> [YOUR INSTRUCTIONS]
Format the lines of all the records below as a numbered list, leaving out blank lines and the pictures.

==== EXERCISE DATA

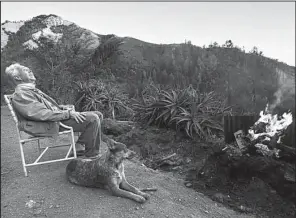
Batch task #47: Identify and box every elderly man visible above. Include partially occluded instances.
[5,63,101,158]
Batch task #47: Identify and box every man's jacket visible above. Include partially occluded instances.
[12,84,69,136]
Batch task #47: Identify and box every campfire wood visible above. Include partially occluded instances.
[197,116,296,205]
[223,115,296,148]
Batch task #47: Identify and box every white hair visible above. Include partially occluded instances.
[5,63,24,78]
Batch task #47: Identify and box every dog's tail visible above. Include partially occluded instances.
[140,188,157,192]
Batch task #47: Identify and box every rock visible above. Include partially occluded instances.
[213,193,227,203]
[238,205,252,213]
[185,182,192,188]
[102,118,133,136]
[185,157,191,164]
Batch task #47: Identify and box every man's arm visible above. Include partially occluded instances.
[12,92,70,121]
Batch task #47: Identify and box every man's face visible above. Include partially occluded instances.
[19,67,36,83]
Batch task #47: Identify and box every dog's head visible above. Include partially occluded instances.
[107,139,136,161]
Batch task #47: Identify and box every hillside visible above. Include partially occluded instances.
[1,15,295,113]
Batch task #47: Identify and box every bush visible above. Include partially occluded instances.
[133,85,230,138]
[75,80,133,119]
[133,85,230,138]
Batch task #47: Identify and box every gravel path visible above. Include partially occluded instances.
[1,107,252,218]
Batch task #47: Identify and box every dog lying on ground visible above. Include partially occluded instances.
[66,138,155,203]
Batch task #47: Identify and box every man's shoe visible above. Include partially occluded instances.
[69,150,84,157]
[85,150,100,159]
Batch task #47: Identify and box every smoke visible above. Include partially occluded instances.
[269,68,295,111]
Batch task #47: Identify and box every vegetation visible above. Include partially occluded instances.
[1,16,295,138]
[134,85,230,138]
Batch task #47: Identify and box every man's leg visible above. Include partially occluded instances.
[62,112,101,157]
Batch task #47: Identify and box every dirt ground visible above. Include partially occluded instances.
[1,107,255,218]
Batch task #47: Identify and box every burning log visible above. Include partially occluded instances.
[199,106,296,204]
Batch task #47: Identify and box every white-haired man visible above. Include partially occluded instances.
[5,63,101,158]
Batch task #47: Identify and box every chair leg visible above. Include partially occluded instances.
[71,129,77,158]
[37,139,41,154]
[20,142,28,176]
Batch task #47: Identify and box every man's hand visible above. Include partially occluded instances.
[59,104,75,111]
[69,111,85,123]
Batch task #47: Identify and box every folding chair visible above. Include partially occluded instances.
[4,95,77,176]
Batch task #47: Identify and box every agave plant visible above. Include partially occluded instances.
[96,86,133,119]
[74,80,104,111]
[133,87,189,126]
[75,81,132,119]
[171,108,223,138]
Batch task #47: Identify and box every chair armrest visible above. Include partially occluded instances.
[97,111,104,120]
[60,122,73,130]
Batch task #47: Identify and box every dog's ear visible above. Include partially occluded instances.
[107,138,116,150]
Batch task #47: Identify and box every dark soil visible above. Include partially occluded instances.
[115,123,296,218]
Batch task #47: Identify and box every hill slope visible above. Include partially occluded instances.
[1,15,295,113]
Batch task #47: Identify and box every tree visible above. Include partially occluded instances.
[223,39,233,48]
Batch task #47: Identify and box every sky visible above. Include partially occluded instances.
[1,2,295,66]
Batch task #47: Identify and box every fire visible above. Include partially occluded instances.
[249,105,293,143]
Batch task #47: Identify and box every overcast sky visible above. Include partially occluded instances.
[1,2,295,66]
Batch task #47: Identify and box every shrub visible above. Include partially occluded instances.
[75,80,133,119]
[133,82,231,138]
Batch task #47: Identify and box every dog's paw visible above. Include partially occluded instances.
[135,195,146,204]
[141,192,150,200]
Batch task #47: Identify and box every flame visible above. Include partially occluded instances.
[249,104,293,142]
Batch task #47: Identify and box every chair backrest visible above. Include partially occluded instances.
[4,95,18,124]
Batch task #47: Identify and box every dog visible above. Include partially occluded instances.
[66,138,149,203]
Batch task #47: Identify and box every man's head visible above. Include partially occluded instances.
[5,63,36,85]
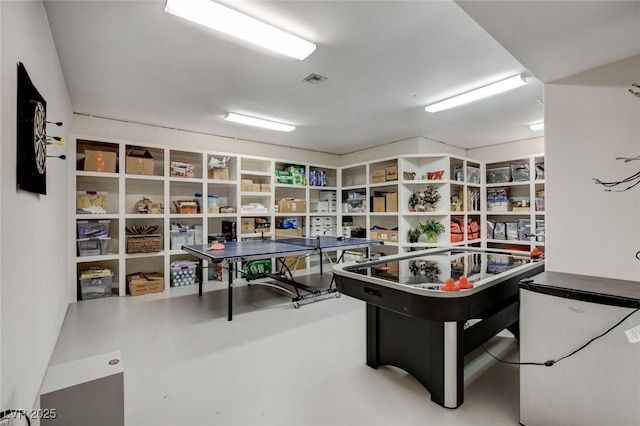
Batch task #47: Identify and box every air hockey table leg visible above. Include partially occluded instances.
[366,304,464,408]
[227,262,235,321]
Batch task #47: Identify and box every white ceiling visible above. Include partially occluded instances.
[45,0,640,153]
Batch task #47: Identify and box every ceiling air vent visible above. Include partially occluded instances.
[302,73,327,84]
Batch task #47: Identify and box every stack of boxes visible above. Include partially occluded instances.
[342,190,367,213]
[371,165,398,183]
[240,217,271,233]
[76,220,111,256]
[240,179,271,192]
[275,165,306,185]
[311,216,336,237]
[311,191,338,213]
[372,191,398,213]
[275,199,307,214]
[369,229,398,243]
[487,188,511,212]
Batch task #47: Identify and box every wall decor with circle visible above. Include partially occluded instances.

========

> [REPLY]
1. Batch task #47: Identify and box every elderly man visible above. Include partially occluded instances.
2. [5,63,101,158]
3. Batch task #47: Identify and box every man's jacket visible above. Include partially occluded instances.
4. [12,84,69,136]
5. Batch task #47: Identify and box every campfire wood visible above. Include partially occluded instances.
6. [197,116,296,205]
7. [223,115,296,148]
8. Batch task #47: Identify and box every white hair visible above. Include partially occluded instances.
9. [5,63,24,78]
10. Batch task #47: Identify and box every dog's tail visible above. Include partially occluded instances.
11. [140,188,157,192]
12. Batch task #47: Identify and box every rock visible above. Include partially occluded instances.
13. [213,193,227,203]
14. [238,205,252,213]
15. [185,182,192,188]
16. [102,118,133,136]
17. [185,157,191,164]
18. Batch task #47: Identify and box every man's arm visible above. Include partially occluded instances.
19. [12,92,70,121]
20. Batch task #47: Identify and box every man's face visible above. Include partially occluded instances.
21. [19,67,36,83]
22. Batch task #47: Identify and box every dog's head visible above. Include partially occluded instances.
23. [107,139,136,161]
24. Batch task #47: Identify and box every hillside visible above. Include partially occluded instances.
25. [1,15,295,113]
26. Batch task #47: Identify and box every bush visible above. Include partially occluded instances.
27. [133,85,230,138]
28. [75,80,133,119]
29. [133,85,230,138]
30. Batch task #47: Identify and box every gravel path visible above. Include partially occluded instances.
31. [1,107,252,218]
32. Batch task #47: Identify and box every dog lying on ground visible above. Include partially occluded instances.
33. [66,138,155,203]
34. Batch task #47: Identify and box every man's shoe visible above. Include partially occluded instances.
35. [69,150,84,157]
36. [85,150,100,159]
37. Batch task #47: Identify and box every smoke visible above. Include partially occluded instances.
38. [269,68,295,111]
39. Batch task #47: Identify and box every vegetation visible above. Include partially occluded instances.
40. [1,16,295,138]
41. [134,85,230,138]
42. Batch task #47: Identify and box every man's leg visible above. Include partially occluded instances.
43. [62,112,101,157]
44. Batch task #47: Identify and box every dirt ground visible above. Include partially occluded instances.
45. [1,107,255,218]
46. Batch task #47: Identify and box every burning log visible above. Include partially occluded instances.
47. [199,106,296,204]
48. Batch task #47: Identify and box every white-haired man visible above. Include partially occluded instances.
49. [5,63,101,158]
50. Batch task #47: Identify and box every chair leg visible above. Include partially occluded instances.
51. [71,129,77,158]
52. [37,139,41,154]
53. [20,142,28,176]
54. Batch task #47: Identify and box every man's hand visible above. Include partially occluded instances.
55. [59,104,75,111]
56. [69,111,85,123]
57. Batch task #47: Identify and box every folding chair visible above. Include partially occluded instances.
58. [4,95,77,176]
59. Batch task #47: Identify and box every agave plant visible above. Include partially occluded instances.
60. [96,86,133,119]
61. [74,80,104,111]
62. [133,87,189,126]
63. [75,81,132,119]
64. [171,108,223,138]
65. Batch task #47: Identify and box every chair armrest visible above. Include partially occluded instances.
66. [97,111,104,120]
67. [60,122,73,130]
68. Batch task #47: Identify and box every dog's ear visible above. Include partially occluded instances.
69. [107,138,116,150]
70. Batch task #47: Identify and box every dark soil visible above. Include partially occluded instances.
71. [115,123,296,218]
72. Batch task #47: Identify and box every hill slope visible above. Include partially occluded instances.
73. [1,15,295,113]
74. Batch task #47: Identify and box every tree visible above. Include partially occluded instances.
75. [223,39,233,48]
76. Batch task #47: Identify and box every sky visible above. Include partially occluded instances.
77. [1,2,295,66]
78. Batch task #47: Identify and box every fire visible above. Include partially occluded instances.
79. [249,105,293,143]
80. Batch task #47: Identify and box every overcast sky visible above. Include partially occluded instances.
81. [1,2,295,66]
82. Batch task #47: Identify and box every shrub visible above. Include partially occluded instances.
83. [75,80,133,119]
84. [133,82,231,138]
85. Batch task #47: Identify and box every dog's paw visible above. Include partially occluded instances.
86. [135,195,146,204]
87. [141,192,150,200]
88. Batch task #47: Identify and box every flame visible above. Include partially occluded instances.
89. [249,104,293,142]
90. Batch task #47: Identify and box every chair backrest visible above. Include partially occluded instances.
91. [4,95,18,124]
92. Batch task #47: Identify and box every dog visible above. Include partially occluded instances.
93. [66,138,149,203]
94. Batch task #47: Identify and box every man's head visible above. Include partially occluded instances.
95. [5,63,36,85]
96. Batch task #47: Identify and box every air hockey table leg visible above. Include partially occluded instances.
97. [366,304,464,408]
98. [227,262,235,321]
99. Batch task #47: Identify and box every white ceiling visible above. Include partially occluded instances.
100. [45,0,640,153]
101. Batch task #47: Identify and box every ceiling air vent visible above. Include partially occluded instances.
102. [302,73,327,84]
103. Batch task #47: Identify and box every stack of boxes visible above. Include partially occluded instances.
104. [342,190,367,213]
105. [371,165,398,183]
106. [240,217,271,233]
107. [76,220,111,256]
108. [240,179,271,192]
109. [275,165,306,185]
110. [311,216,336,237]
111. [311,191,338,213]
112. [372,191,398,213]
113. [275,199,307,214]
114. [369,229,398,243]
115. [487,188,511,212]
116. Batch task #47: Identify and box every wall decor with circle visible above. Include partially occluded instances.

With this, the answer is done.